▶ [Extract to read]
——————————
Meursault returns to work on Monday. There’s a stack of invoices on his desk, and he works hard to get through them. He and his coworker Emmanuel run to catch the streetcar to Céleste’s. After lunch, Meursault heads home to nap, then returns to work. When he comes home later that night, he runs into Salamano, his neighbor. Salamano’s dog, a spaniel, has a skin disease, and Salamano frequently berates the dog, calling him names. Nevertheless, the two are inseparable.

Meursault’s other neighbor Raymond invites him over for dinner. Raymond “lives off women,” a polite way of saying that he’s a pimp. He has a short fuse, too, and has recently gotten into a fight with the brother of his mistress. Her Highness, as Raymond calls her, lived off the money that he gave her. He paid for rent and food and even gave her spending money, but she kept insisting that it wasn’t enough. He began to suspect that she was cheating on him, so he beat her.

Even though Raymond and his mistress have broken up, he still has sexual feelings for her. Ever since the fight, he has been obsessed with the idea of punishing her. He finally asks Meursault to write her a nasty letter on his behalf. Meursault agrees. Raymond really appreciates it.
——————————
▶ [Dataset records]

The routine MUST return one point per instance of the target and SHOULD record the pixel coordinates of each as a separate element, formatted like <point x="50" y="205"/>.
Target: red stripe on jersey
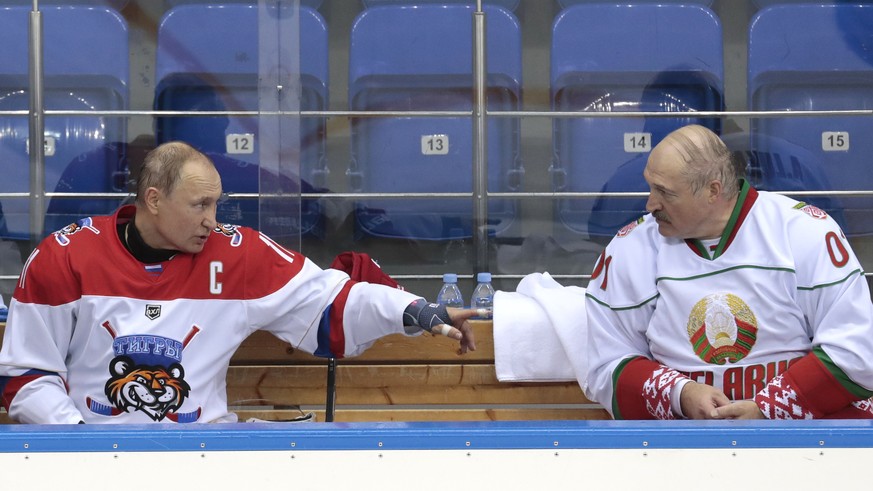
<point x="818" y="391"/>
<point x="337" y="329"/>
<point x="746" y="207"/>
<point x="237" y="263"/>
<point x="630" y="390"/>
<point x="14" y="384"/>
——————————
▶ [Work item] Reproduce the Meursault plot summary word for word, in full, leaving out the data that follows it.

▶ [Response]
Meursault returns to work on Monday. There’s a stack of invoices on his desk, and he works hard to get through them. He and his coworker Emmanuel run to catch the streetcar to Céleste’s. After lunch, Meursault heads home to nap, then returns to work. When he comes home later that night, he runs into Salamano, his neighbor. Salamano’s dog, a spaniel, has a skin disease, and Salamano frequently berates the dog, calling him names. Nevertheless, the two are inseparable.

Meursault’s other neighbor Raymond invites him over for dinner. Raymond “lives off women,” a polite way of saying that he’s a pimp. He has a short fuse, too, and has recently gotten into a fight with the brother of his mistress. Her Highness, as Raymond calls her, lived off the money that he gave her. He paid for rent and food and even gave her spending money, but she kept insisting that it wasn’t enough. He began to suspect that she was cheating on him, so he beat her.

Even though Raymond and his mistress have broken up, he still has sexual feelings for her. Ever since the fight, he has been obsessed with the idea of punishing her. He finally asks Meursault to write her a nasty letter on his behalf. Meursault agrees. Raymond really appreciates it.